[Box-labeled dataset rows]
§
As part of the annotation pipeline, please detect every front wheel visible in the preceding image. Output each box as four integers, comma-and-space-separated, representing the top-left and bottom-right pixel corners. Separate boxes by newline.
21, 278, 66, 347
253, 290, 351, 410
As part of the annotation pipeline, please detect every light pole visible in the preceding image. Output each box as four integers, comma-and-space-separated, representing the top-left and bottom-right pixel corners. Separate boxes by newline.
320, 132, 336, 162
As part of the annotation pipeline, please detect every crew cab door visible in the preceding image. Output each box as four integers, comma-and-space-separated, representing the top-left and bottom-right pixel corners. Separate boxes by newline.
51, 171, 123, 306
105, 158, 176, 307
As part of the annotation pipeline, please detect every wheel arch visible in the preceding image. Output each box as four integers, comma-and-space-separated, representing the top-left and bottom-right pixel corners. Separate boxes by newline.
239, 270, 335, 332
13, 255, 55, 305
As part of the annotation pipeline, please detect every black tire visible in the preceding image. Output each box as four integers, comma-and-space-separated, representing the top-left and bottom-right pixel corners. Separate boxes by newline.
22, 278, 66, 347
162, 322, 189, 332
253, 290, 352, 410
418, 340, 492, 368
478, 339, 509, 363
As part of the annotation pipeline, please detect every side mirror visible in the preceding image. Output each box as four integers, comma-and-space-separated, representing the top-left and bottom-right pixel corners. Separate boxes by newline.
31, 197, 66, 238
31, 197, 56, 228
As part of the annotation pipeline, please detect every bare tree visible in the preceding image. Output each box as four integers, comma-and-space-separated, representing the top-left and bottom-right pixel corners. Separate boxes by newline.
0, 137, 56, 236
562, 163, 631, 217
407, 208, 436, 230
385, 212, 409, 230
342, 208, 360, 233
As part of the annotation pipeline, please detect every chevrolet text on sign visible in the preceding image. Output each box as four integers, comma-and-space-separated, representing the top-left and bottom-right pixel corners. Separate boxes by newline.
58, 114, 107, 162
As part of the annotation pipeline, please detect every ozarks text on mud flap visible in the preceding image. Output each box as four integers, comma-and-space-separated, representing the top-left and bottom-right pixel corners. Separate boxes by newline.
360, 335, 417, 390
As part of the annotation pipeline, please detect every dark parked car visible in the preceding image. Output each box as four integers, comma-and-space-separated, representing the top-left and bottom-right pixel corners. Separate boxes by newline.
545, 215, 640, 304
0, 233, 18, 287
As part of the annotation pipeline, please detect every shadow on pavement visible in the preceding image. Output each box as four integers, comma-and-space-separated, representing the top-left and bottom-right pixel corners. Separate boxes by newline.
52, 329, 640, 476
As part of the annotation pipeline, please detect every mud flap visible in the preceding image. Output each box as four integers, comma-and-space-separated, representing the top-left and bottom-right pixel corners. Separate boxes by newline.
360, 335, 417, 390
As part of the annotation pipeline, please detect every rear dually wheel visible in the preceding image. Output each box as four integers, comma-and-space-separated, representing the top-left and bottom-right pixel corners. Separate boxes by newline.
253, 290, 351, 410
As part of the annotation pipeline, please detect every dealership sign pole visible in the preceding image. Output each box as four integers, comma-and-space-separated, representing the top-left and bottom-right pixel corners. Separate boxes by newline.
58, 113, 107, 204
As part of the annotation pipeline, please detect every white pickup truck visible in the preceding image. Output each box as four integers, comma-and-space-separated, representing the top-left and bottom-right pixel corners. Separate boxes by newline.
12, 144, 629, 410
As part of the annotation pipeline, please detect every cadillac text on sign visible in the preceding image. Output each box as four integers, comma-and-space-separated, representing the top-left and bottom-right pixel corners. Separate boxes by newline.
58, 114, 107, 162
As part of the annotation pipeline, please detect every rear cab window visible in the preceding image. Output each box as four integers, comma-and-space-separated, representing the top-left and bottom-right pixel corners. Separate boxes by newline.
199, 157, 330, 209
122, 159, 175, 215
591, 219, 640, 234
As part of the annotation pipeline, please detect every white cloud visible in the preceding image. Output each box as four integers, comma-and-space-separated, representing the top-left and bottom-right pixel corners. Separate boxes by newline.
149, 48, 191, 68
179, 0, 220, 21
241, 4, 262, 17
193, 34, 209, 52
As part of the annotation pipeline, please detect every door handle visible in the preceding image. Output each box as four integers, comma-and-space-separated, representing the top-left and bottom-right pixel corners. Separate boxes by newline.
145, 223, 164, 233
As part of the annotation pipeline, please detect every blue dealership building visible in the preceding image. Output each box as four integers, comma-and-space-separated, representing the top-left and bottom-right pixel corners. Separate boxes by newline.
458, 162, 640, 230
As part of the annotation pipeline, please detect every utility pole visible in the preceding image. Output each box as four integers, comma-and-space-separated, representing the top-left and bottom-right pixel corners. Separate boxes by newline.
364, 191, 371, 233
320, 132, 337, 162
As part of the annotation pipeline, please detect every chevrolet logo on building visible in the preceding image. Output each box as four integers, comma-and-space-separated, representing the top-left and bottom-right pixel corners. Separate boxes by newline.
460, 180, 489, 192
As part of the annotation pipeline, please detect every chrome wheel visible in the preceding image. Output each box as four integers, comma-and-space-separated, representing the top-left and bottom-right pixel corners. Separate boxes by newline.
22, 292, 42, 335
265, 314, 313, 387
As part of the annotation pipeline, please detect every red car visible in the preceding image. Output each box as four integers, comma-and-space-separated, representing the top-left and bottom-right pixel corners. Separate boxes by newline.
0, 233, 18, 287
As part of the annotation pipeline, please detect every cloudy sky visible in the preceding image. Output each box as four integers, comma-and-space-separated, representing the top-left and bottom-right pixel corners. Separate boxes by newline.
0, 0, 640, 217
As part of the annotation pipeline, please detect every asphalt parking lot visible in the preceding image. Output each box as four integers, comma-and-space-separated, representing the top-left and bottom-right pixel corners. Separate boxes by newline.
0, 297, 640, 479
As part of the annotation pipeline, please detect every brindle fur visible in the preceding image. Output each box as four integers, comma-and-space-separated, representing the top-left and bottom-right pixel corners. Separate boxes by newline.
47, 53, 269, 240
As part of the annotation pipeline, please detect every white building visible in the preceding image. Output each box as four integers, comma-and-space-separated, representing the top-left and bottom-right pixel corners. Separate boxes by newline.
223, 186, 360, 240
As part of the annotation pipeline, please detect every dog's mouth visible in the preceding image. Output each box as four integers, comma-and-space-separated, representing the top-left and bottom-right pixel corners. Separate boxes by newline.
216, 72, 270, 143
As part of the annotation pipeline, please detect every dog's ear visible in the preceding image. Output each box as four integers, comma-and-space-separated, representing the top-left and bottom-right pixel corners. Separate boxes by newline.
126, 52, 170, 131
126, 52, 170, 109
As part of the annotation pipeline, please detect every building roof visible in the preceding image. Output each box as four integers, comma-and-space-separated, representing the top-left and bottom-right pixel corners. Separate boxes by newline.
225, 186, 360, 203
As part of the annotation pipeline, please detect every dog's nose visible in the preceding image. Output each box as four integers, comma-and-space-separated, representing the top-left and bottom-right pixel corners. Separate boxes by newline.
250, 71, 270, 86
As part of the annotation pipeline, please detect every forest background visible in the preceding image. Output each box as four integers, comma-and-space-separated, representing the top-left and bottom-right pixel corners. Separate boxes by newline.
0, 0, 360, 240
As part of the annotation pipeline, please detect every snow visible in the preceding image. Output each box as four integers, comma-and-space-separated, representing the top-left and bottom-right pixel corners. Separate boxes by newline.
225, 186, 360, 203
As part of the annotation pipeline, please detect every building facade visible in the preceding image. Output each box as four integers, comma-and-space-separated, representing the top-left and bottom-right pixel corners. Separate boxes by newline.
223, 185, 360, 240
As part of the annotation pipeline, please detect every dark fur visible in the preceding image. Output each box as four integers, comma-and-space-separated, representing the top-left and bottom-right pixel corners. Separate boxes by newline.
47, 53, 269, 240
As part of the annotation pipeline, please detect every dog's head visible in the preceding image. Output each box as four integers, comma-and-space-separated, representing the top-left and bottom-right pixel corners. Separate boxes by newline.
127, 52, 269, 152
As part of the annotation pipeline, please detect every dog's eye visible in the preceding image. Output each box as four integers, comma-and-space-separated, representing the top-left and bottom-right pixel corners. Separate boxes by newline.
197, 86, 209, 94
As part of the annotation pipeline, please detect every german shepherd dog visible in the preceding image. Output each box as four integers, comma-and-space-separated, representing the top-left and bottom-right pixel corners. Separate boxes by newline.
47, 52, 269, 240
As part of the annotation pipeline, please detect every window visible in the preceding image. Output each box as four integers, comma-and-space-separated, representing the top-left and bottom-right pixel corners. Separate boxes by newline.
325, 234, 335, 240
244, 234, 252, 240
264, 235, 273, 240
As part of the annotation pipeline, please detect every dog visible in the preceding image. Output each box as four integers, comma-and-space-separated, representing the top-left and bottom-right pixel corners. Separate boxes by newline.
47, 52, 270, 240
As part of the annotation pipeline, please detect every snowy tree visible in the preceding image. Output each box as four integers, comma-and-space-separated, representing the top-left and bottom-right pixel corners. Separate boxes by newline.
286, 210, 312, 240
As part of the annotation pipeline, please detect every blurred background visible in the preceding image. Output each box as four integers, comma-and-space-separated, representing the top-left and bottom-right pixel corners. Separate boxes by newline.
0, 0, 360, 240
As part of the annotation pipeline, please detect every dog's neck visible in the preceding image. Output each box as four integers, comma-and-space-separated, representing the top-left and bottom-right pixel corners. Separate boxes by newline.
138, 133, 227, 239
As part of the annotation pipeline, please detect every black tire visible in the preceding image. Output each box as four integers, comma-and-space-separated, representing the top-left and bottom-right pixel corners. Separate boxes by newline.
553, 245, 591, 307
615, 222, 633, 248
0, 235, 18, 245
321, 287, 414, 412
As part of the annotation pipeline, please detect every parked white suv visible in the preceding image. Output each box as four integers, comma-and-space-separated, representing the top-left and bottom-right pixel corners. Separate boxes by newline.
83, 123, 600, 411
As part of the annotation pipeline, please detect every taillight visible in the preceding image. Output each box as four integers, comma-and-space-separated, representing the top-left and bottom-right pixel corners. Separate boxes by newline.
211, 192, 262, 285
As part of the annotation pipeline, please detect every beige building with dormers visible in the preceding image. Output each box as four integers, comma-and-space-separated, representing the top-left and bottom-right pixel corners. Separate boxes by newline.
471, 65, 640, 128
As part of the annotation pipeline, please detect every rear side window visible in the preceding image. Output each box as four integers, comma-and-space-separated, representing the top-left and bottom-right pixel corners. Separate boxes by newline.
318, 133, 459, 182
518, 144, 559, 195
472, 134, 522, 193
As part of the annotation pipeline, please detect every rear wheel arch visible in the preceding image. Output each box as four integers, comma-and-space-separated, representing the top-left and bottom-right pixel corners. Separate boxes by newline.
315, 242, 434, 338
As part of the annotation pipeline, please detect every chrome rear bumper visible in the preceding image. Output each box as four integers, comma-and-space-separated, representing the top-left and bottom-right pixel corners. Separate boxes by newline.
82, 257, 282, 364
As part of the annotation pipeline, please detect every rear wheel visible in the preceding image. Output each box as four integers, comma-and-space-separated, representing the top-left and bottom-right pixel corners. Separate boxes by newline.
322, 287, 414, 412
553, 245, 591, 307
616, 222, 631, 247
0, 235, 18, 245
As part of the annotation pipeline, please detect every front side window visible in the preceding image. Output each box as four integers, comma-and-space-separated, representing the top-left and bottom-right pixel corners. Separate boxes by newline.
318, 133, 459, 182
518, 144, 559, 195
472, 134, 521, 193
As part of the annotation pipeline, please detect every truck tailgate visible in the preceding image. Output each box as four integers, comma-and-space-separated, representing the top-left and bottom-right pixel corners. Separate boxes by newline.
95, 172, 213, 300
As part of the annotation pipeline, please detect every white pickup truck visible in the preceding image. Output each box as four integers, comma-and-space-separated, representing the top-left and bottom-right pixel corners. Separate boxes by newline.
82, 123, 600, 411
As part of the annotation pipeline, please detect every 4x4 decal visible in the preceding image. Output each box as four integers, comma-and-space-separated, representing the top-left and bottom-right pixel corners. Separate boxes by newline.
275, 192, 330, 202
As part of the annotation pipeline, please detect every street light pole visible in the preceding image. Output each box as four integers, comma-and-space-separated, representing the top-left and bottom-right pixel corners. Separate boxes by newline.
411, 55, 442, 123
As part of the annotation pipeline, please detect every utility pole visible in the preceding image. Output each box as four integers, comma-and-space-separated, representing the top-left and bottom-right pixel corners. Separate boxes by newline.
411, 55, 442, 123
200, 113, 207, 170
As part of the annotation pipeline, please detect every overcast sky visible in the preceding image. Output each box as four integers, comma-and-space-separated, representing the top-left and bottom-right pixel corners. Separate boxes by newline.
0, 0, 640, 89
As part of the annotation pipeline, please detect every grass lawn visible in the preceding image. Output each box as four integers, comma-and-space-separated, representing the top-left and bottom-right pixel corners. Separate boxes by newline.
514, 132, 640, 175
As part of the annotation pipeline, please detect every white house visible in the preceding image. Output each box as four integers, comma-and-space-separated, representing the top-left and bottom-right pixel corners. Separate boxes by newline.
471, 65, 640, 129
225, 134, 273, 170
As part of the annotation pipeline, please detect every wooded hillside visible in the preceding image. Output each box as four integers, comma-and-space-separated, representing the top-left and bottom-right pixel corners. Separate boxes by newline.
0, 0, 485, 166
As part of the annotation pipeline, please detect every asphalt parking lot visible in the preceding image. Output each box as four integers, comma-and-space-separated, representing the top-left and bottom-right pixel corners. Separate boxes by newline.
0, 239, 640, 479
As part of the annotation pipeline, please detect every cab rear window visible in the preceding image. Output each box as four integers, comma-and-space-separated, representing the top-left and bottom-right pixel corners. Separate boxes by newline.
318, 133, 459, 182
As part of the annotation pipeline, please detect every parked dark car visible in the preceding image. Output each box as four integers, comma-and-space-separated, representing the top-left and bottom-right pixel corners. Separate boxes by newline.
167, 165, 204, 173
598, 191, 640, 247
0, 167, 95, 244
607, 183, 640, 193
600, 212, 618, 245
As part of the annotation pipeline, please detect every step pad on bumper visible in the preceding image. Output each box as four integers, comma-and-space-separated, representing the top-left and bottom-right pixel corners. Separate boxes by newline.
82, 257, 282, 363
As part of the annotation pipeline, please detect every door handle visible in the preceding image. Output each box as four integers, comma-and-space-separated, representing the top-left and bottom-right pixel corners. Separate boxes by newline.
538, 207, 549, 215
§
**Exercise description**
Copy the rows from the beginning through the line containing "105, 158, 176, 307", inclusive, switching every "annotation pipeline" to "labeling workflow" and keeping everything else the same.

**Right answer**
As part of the labeling workflow, please detect every front wheel visible in the preceding image. Output each box as four integers, comma-and-space-separated, representing the top-left and bottom-right pixel corners. Separate boxes by newline.
21, 278, 66, 347
253, 290, 351, 410
As part of the labeling workflow, please detect every light pole visible in the preceding image. Output each box as four integers, comma-and-space-separated, representing the top-left and bottom-right pixel corners. Separate boxes by newline.
320, 132, 336, 162
As part of the labeling workflow, please detect every crew cab door visible in the preceding image. Output each box as four integers, comma-and-space-separated, representing the top-left and bottom-right pixel corners. Separate boxes by newline.
51, 171, 123, 306
105, 158, 176, 307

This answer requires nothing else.